THE PROBLEM = Please copy out the records that follow, word for word.

AVAILABLE RECORDS =
'''

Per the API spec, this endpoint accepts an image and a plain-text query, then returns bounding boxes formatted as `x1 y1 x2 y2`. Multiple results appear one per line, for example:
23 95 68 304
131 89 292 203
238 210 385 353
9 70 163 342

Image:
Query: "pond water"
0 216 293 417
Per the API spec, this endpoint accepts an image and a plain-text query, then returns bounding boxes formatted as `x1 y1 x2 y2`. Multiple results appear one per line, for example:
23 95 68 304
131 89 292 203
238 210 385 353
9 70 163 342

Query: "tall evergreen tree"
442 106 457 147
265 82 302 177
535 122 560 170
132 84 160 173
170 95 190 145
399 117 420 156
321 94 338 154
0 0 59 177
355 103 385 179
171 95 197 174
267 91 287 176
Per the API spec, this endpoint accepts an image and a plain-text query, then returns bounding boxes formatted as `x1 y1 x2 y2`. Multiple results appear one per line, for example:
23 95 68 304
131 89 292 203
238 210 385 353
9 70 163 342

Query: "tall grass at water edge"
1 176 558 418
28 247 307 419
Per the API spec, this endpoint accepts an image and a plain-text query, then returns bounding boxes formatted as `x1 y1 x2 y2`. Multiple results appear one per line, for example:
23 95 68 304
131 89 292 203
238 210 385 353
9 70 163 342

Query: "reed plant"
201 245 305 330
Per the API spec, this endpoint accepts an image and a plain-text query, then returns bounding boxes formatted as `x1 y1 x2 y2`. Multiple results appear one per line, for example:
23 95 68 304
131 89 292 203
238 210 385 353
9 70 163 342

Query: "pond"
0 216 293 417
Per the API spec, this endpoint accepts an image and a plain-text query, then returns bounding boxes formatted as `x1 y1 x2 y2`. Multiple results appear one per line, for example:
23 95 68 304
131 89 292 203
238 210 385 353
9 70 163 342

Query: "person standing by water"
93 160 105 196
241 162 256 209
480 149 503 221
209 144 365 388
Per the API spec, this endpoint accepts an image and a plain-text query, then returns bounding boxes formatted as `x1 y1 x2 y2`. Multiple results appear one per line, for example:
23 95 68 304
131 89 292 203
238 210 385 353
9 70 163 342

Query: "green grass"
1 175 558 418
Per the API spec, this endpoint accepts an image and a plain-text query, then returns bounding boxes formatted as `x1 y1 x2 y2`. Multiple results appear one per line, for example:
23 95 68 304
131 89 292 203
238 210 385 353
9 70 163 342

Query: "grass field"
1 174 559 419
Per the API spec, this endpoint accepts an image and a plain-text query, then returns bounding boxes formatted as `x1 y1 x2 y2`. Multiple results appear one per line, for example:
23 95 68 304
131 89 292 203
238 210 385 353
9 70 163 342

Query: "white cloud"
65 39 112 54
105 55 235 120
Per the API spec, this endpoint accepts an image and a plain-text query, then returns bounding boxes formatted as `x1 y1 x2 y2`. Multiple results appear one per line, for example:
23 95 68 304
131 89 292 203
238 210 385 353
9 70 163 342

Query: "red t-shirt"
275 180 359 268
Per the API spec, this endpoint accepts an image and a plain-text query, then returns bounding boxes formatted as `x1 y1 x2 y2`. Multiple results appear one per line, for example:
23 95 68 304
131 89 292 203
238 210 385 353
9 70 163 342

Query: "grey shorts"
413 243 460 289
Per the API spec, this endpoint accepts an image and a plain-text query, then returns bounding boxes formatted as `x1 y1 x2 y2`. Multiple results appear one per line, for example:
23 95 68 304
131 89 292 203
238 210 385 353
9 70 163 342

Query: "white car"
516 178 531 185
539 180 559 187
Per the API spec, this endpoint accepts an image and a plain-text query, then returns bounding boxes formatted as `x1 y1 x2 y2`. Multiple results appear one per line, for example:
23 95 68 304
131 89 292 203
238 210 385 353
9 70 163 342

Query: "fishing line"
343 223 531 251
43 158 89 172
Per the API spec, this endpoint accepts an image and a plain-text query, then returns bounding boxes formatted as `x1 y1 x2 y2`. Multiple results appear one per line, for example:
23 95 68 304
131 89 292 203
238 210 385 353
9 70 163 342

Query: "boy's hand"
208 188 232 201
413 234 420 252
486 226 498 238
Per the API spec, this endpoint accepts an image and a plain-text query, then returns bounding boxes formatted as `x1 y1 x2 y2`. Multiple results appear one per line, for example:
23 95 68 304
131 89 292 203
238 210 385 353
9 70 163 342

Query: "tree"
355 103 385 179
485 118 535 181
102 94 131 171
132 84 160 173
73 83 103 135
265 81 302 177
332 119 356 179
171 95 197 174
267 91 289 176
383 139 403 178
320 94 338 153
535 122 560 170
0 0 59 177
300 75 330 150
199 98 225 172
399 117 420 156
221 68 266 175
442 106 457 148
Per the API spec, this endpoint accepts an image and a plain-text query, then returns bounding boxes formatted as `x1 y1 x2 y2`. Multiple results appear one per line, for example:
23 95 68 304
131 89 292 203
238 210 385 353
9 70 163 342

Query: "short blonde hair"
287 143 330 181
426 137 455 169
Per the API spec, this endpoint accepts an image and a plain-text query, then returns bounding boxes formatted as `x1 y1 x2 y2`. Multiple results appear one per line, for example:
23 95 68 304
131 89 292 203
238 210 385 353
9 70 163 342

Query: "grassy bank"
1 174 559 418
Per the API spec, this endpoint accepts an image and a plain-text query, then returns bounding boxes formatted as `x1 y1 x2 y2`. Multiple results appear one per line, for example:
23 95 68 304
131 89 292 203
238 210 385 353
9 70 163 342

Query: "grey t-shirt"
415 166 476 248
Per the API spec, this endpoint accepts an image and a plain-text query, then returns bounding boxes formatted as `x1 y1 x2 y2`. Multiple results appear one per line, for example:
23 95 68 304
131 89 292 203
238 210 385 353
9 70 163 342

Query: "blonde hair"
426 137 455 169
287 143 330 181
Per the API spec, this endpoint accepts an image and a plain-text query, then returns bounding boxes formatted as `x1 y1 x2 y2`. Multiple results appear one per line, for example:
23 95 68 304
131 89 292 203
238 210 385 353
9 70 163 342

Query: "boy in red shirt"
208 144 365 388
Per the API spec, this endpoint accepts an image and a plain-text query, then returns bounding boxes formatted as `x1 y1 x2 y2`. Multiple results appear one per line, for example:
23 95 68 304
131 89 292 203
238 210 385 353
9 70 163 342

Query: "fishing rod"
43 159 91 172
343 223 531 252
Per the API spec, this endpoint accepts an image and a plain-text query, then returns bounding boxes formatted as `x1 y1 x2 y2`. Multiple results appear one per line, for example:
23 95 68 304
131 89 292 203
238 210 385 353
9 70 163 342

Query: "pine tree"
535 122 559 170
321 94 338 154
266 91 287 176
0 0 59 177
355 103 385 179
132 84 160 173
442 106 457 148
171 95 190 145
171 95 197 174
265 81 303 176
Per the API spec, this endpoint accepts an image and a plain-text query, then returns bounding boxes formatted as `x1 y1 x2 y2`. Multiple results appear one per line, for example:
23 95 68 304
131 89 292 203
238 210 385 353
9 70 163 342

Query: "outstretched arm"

'''

TASK SOLUTION =
Per the API spec, this endpoint accepts an image and a plain-text query, then returns bounding boxes formatted as `x1 y1 x2 y2`. Multiple results appear one per line, for example:
23 95 68 304
131 89 292 203
238 210 385 353
9 70 163 342

Image:
Query: "pond water"
0 216 293 417
Per the API spec, this endpoint accepts an image and a plain-text query, then returns bounding boxes formatted as `x1 y1 x2 y2`. Multiple results appear one per line, for example:
23 95 68 304
131 89 292 203
238 210 385 353
9 70 163 342

Query: "tall evergreen tree"
442 106 457 147
265 82 302 177
535 122 560 170
132 84 160 173
170 95 190 145
399 117 420 156
321 94 338 154
0 0 59 177
355 103 385 179
171 95 197 174
267 91 287 176
Per the API spec, this endpoint accepts an image and a plain-text query, then returns bounding boxes formatted as `x1 y1 x2 y2`. Multiple results appear one per line, for example:
23 95 68 304
131 89 292 203
238 210 385 353
9 70 163 342

Query: "tall grass at water edge"
1 176 558 418
28 247 307 419
Per the API spec, this endpoint accepts an image and a plain-text query, then returns bounding boxes formatted as `x1 y1 x2 y2`. Multiple results appear one per line, for example:
23 95 68 304
131 89 292 203
238 210 385 353
9 70 163 342

Query: "reed plant"
201 245 305 330
Per the API spec, this endpoint accepts an image and a plain-text query, then returns bounding boxes formatted as `x1 y1 x2 y2`. Multiple results appear one per line, for example:
23 95 68 304
131 89 292 203
238 210 385 353
9 70 163 342

Query: "pond"
0 216 293 417
Per the API spec, this endpoint accepts an image and a plain-text query, then returns bounding boxes formatted as `x1 y1 x2 y2`. Multiple results appear one per line, for example:
23 95 68 304
131 89 292 203
238 210 385 353
9 70 163 342

Query: "person standing by water"
93 160 105 196
241 162 256 209
480 149 503 221
209 144 365 388
Per the API spec, this endpoint accepts an image and a plain-text query, then returns bounding boxes formatted as `x1 y1 x2 y2`. Multiple results appear one per line, for example:
23 95 68 304
131 89 292 203
238 210 385 353
9 70 163 342

Query: "green grass"
1 175 558 418
Per the API spec, this endpoint accepts an image and a plain-text query, then returns bounding boxes formatted as `x1 y1 x2 y2`. Multiple results appear one per line, for example:
23 95 68 304
131 89 292 203
238 210 385 353
9 70 163 342

Query: "grass field"
1 174 559 419
Per the API spec, this endpoint accepts an image and a plain-text query, then returns bounding boxes formatted as `x1 y1 x2 y2`. Multiple results appear one per line, for example:
23 95 68 304
131 89 292 203
238 210 385 353
9 70 163 342

Query: "white cloud"
65 39 112 54
105 55 235 120
Per the API spec, this endpoint accepts an image and a plain-text query, then returns bounding boxes formatted as `x1 y1 x2 y2`. Multiple results appear one per line, for example:
23 95 68 304
131 89 292 203
238 210 385 353
9 70 163 342

Query: "red t-shirt"
275 180 359 268
Per the API spec, this endpoint accepts an image and a plain-text query, then returns bounding boxes formatted as `x1 y1 x2 y2`. Multiple results appear one per line, for example:
23 95 68 304
131 89 292 203
238 210 385 353
9 70 163 342

Query: "grey shorts"
413 243 460 289
Per the API spec, this endpoint accepts an image and a plain-text query, then returns bounding boxes formatted as `x1 y1 x2 y2`. Multiple results appear one per line, for example:
23 95 68 304
131 89 292 203
238 210 385 353
9 70 163 342

Query: "white car"
516 178 531 185
539 180 559 187
Per the API spec, this endpoint accepts an image and a plain-text query, then returns bounding boxes formatted as `x1 y1 x2 y2`. Multiple results appear one per line, for example:
23 95 68 304
131 89 292 203
238 210 385 353
9 70 163 342

Query: "fishing line"
343 223 531 251
43 158 89 172
Per the API spec, this endpoint accepts an image and a plain-text query, then returns bounding boxes formatted as `x1 y1 x2 y2`. Multiple results appear one per line, for example:
23 95 68 304
131 89 292 203
238 210 385 353
9 70 163 342

Query: "boy's hand"
208 188 232 201
413 234 420 252
486 226 498 238
Per the API spec, this endpoint accepts an image and a plain-text query, then returns bounding boxes formatted as `x1 y1 x2 y2`. Multiple results appear one per line, for example:
23 95 68 304
131 89 292 203
238 210 385 353
9 70 163 342

Query: "tree"
355 103 385 179
485 118 535 181
102 94 131 171
132 84 160 173
73 83 103 135
265 81 302 177
332 119 356 179
171 95 197 174
267 91 289 176
383 139 403 178
320 94 338 153
535 122 560 170
0 0 59 177
300 75 330 150
199 98 225 172
399 117 420 156
221 68 266 175
442 106 457 148
Per the API spec, this endpoint accepts an image and a plain-text query, then returns bounding boxes formatted as `x1 y1 x2 y2`. Multiple results appear one per line, for example:
23 95 68 304
131 89 292 203
238 210 385 353
9 70 163 342

Query: "short blonde hair"
287 143 330 181
426 137 455 169
Per the API spec, this endpoint accepts an image and a plain-text query, then returns bounding boxes formatted as `x1 y1 x2 y2`. Multiple results appear one per line, for example:
23 95 68 304
131 89 292 203
238 210 385 353
9 70 163 342

Query: "grassy bank"
1 174 559 418
Per the API spec, this endpoint accepts an image and a plain-text query, then returns bounding boxes formatted as `x1 y1 x2 y2`. Multiple results appear one per line, for example:
23 95 68 304
131 89 292 203
238 210 385 353
9 70 163 342

Query: "grey t-shirt"
415 166 476 248
Per the API spec, this endpoint accepts an image and a plain-text query, then returns bounding boxes formatted as `x1 y1 x2 y2`. Multiple results appear one per line, for example:
23 95 68 304
131 89 292 203
238 210 385 353
9 70 163 342

Query: "blonde hair"
426 137 455 169
287 143 330 181
Per the API spec, this endpoint accepts an image and a plain-text query, then returns bounding boxes formatted as `x1 y1 x2 y2`. Multiple results appear one per line, for example:
23 95 68 304
131 89 292 203
238 210 385 353
9 70 163 342

Query: "boy in red shirt"
208 144 365 388
Per the API spec, this endpoint accepts an image and a plain-text query, then returns bounding boxes formatted as `x1 y1 x2 y2`. Multiple results appear one per line, for example:
23 95 68 304
131 89 292 203
238 210 385 353
9 70 163 342

Query: "fishing rod"
43 159 91 172
343 223 531 252
Per the API spec, this endpoint accepts an image and a plain-text query, then returns bounding boxes formatted as `x1 y1 x2 y2`. Multiple results appear one per line, for example:
23 95 68 304
131 89 292 203
238 210 385 353
9 70 163 342

Query: "pine tree"
535 122 559 170
321 94 338 154
266 91 287 176
0 0 59 177
355 103 385 179
132 84 160 173
442 106 457 148
171 95 190 145
171 95 197 174
265 81 303 176
Per the API spec, this endpoint accepts an image and a plain-text query, then returns bounding boxes formatted as `x1 y1 x2 y2`. Multiple results appear one per line, for example:
23 95 68 304
131 89 292 203
238 210 385 353
9 70 163 342

Query: "outstretched arm"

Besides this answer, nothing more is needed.